Work order: Copy out the data so that nothing differs from the original.

Segment Start: Data provided

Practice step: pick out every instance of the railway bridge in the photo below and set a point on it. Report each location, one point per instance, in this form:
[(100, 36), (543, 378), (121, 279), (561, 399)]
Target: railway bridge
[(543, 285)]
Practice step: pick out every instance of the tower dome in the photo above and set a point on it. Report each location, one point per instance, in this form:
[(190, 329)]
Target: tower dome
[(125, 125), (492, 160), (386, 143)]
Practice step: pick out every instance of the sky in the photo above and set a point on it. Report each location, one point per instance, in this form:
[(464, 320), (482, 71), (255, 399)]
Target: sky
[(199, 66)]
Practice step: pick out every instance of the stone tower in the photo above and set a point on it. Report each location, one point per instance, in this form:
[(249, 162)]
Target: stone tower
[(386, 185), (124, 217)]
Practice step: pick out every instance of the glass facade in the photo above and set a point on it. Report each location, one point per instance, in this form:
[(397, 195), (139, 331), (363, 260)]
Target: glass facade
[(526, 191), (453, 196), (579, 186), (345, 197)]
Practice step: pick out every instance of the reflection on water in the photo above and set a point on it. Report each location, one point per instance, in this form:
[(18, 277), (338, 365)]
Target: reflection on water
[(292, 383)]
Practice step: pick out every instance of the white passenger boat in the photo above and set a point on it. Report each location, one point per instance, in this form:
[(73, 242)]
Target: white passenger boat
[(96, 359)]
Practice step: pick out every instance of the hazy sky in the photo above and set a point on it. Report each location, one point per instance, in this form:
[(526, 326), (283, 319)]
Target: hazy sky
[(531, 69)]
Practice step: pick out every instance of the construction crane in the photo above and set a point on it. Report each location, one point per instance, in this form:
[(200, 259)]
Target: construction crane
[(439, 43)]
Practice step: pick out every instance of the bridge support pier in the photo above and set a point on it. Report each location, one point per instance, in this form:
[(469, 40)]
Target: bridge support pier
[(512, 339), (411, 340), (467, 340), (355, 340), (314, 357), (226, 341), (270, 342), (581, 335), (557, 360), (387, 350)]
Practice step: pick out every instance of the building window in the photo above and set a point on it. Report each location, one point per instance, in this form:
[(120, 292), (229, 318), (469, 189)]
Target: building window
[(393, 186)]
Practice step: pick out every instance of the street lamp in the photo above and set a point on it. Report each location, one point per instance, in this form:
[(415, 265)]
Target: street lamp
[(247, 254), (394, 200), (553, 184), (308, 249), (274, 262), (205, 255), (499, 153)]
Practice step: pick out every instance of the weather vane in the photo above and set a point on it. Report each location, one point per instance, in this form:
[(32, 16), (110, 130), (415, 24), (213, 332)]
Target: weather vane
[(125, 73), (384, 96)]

Segment End: Data provided

Task result:
Practice step: pick out every instance of the railway bridge in the photo below and set a point on it. Report each location, one point per instance, in this form:
[(100, 36), (543, 378), (121, 279), (561, 399)]
Target: railway bridge
[(543, 285)]
Practice step: pick out every instance of the tower dome in the photo above and set a point on it. Report each location, one point per instance, in this form:
[(190, 329)]
Target: tower dome
[(125, 125), (492, 160), (386, 143)]
Practice step: pick out every instance of the sky in the photo above and set a point on it. Report each location, one point per instance, in this form:
[(464, 320), (482, 71), (255, 399)]
Target: sky
[(199, 66)]
Practice step: pick out every instance of the stone tower in the photo above and set a point on it. Report each location, one point per instance, in this form:
[(249, 162)]
Target: stone tower
[(386, 185), (124, 217)]
Practice step: pick out every instance of the glass facade in the photo above and set a point on it. Report each location, one point per instance, in this form:
[(397, 195), (139, 331), (363, 260)]
Target: glass facade
[(526, 191), (453, 196), (579, 186), (345, 197)]
Practice step: pick out every instance of the reflection on water in the photo above and set a point on it. Report each location, one point per instance, in this form:
[(18, 277), (338, 365)]
Target: reflection on water
[(292, 383)]
Practice step: pick out every instance of the white passenger boat in the photo above and set a point on it. Report each location, one point per instance, in this form:
[(73, 242)]
Target: white passenger boat
[(96, 359)]
Practice step: pick out every instance of the hazy sky in the photo above and set a point on it. Report each location, one point per instance, in this form:
[(526, 326), (283, 319)]
Target: hazy sky
[(531, 69)]
Practice step: pick out every instance of the construction crane in the photo above and set a point on it. Report each location, one point per instance, in this form:
[(200, 259)]
Target: construction crane
[(439, 43)]
Practice step: pick out every instance of the bridge support pier in the photo above and set a point on it. Report each location, one point per instance, in this form:
[(469, 40)]
Target: bridge support pier
[(512, 339), (411, 340), (467, 340), (355, 340), (314, 357), (226, 341), (270, 342), (581, 335), (557, 360), (387, 350)]
Practice step: pick out every instance of the building window in the photo above and set a point on it. Report each location, one point per instance, in this form:
[(120, 292), (229, 318), (469, 189)]
Target: building window
[(393, 186)]
Practice step: pick out every instance of the street lamp in the photo above and set a point on it. Report each location, one point per instance, in this form:
[(415, 265)]
Target: street lamp
[(247, 254), (394, 200), (553, 184), (308, 249), (274, 262), (205, 255), (499, 153)]
Practice step: pick out every instance of the weather vane in the photo above and set a point on it. Report each location, one point per instance, in this form:
[(32, 16), (110, 130), (415, 24), (213, 332)]
Target: weather vane
[(125, 73), (384, 96)]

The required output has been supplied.